**SELECTED EXTRACT**
+++++

Extension of spring in a system with two pistons

[Bling Fizikst]

Homework Statement

Refer to the image

Relevant Equations

Refer to the image

Let's say the upper piston goes down by $y_1$ and the lower piston goes down by $y_2$ after the block is suspended \ By volume conservation $s_1 y_1=s_2 y_2$ Let the pressure at the location of the upper piston be $P_c=\frac{ky_1}{s_1}$ Pressure at the lower piston : $P_a=P_c+\rho g(h−y_1+y_2)$ At point of equilibrium , $mg=P_a s_2$ Doing the calculations gives : $y_1=\frac{mg s_1−\rho hgs_1 s_2}{ks_2+\rho g s_1(s_1−s_2)}$ which is the wrong answer . I am not sure where i went wrong .

+++++

**RECORDED INFORMATION**
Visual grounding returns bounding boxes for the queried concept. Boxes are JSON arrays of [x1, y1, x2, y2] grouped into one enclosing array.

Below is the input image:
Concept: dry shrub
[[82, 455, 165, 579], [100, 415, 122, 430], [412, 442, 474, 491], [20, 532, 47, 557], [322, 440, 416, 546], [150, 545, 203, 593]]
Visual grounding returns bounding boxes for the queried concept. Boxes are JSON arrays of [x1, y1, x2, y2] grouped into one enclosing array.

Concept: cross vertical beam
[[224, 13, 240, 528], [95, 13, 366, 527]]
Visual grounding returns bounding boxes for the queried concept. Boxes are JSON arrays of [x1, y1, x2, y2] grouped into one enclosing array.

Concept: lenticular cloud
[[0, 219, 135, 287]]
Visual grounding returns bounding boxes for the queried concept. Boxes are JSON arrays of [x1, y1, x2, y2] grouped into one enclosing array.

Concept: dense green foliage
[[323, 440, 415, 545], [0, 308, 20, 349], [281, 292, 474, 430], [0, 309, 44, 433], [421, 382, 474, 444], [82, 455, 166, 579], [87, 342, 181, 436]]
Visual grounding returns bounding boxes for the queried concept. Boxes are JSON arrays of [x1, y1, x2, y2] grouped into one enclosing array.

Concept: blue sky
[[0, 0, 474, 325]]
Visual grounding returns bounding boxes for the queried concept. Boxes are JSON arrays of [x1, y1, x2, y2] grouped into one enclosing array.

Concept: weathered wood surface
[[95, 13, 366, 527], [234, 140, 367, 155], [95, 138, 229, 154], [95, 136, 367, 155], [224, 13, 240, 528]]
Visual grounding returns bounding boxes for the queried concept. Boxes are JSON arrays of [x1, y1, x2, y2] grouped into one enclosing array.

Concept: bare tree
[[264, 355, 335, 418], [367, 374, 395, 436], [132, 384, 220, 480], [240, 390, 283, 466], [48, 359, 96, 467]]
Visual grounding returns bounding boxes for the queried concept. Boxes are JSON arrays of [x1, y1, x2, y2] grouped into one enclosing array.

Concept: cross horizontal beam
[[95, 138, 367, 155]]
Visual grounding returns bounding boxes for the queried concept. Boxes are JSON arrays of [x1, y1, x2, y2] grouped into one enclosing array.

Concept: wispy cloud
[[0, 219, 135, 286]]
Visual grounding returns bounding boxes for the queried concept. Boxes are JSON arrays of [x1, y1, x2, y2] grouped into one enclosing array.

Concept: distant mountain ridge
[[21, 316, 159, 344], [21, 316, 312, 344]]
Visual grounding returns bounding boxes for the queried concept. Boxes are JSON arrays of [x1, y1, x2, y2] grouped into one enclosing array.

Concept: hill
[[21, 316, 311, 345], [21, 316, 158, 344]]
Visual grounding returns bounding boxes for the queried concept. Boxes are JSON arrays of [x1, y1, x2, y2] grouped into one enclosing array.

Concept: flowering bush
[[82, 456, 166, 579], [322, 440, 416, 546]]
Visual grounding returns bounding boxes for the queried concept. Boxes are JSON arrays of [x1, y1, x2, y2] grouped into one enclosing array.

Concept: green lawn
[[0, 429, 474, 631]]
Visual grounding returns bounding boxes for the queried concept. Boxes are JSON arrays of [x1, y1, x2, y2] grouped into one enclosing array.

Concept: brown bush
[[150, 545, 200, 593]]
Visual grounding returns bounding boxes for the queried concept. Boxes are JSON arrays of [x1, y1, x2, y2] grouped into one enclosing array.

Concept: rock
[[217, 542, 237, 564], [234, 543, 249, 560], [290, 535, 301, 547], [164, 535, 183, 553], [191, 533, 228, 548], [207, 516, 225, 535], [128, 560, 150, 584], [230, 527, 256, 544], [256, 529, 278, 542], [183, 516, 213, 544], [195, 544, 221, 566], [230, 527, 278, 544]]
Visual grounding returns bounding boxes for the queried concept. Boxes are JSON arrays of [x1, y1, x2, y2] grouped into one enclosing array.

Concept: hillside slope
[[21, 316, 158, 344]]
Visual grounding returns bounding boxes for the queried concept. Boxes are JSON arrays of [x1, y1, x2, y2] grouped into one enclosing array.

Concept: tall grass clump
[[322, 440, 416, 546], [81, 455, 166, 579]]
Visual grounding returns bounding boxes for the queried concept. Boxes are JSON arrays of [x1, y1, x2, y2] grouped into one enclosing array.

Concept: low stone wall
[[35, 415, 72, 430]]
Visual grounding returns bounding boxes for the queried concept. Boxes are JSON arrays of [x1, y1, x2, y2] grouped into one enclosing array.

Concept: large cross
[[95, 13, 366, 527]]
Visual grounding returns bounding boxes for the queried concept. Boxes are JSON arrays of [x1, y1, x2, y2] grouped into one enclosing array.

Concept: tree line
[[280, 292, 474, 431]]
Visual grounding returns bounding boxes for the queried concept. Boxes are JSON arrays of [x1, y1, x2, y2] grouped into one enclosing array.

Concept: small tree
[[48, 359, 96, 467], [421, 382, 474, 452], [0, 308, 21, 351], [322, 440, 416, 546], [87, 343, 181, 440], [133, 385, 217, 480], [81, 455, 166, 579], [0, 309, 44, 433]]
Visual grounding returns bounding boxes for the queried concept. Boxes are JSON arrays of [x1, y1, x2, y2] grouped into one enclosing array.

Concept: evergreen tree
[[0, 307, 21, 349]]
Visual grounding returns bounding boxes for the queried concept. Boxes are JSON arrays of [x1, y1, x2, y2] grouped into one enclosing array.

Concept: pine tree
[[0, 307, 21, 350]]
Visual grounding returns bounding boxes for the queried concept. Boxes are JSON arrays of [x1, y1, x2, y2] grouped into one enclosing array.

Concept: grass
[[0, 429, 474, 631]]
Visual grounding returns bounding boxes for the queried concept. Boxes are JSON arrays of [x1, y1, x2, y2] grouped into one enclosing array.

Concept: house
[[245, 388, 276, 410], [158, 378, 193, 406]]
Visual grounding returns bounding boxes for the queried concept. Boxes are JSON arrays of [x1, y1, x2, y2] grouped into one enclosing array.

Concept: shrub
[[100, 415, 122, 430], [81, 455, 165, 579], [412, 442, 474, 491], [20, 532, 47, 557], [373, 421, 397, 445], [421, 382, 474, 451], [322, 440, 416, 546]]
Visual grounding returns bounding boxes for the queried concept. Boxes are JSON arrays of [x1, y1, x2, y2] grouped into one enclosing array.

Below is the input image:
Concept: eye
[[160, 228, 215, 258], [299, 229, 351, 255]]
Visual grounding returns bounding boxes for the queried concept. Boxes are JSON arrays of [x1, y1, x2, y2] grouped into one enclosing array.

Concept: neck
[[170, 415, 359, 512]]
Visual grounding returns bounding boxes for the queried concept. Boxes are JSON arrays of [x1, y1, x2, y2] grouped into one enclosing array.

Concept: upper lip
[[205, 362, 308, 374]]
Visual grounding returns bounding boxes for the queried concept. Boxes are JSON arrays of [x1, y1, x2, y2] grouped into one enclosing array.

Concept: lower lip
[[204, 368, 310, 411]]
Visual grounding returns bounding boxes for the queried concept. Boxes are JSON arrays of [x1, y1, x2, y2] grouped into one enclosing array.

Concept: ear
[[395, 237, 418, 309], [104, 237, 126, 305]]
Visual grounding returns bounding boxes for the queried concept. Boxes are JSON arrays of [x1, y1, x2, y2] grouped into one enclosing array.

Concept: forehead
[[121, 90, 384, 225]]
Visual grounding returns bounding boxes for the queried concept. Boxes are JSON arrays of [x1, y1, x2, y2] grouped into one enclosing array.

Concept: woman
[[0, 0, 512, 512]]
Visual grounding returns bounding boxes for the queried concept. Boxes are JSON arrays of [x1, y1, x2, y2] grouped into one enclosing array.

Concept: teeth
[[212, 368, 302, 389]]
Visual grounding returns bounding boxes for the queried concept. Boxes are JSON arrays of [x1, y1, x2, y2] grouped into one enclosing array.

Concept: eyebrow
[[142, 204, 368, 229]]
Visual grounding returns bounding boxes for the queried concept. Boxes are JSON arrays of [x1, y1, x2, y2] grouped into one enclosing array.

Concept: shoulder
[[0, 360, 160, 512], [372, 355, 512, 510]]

+++++

**COMPLETE THE FOLLOWING**
A - Answer each question using the two-piston spring post.
(i) What symbol stands for how far the lower piston goes down?
(ii) What relation does volume conservation give?
(iii) What equation holds at the point of equilibrium?
B - Write what comes next in the two-piston spring post, starting after its final sentence.
The listing has no role in any of this.

**ANSWERS FOR THIS EXERCISE**
A -
(i) $y_2$
(ii) $s_1 y_1=s_2 y_2$
(iii) $mg=P_a s_2$

B -
 

[haruspex]

Let the pressure at the location of the upper piston be $P_c=ky_1s_1$

I don’t understand how you get that. k has dimension$MT^{-2}$, $s_1y_1$ is a volume, giving $ML^3T^{-2}$, not $ML^{-1}T^{-2}$ (pressure).

 

[Bling Fizikst]

I don’t understand how you get that. k has dimension$MT^{-2}$, $s_1y_1$ is a volume, giving $ML^3T^{-2}$, not $ML^{-1}T^{-2}$ (pressure).

sorry that was a typo . i edited it now

 

[haruspex]

sorry that was a typo . i edited it now

I think you are mixing up total pressures with changes in pressure.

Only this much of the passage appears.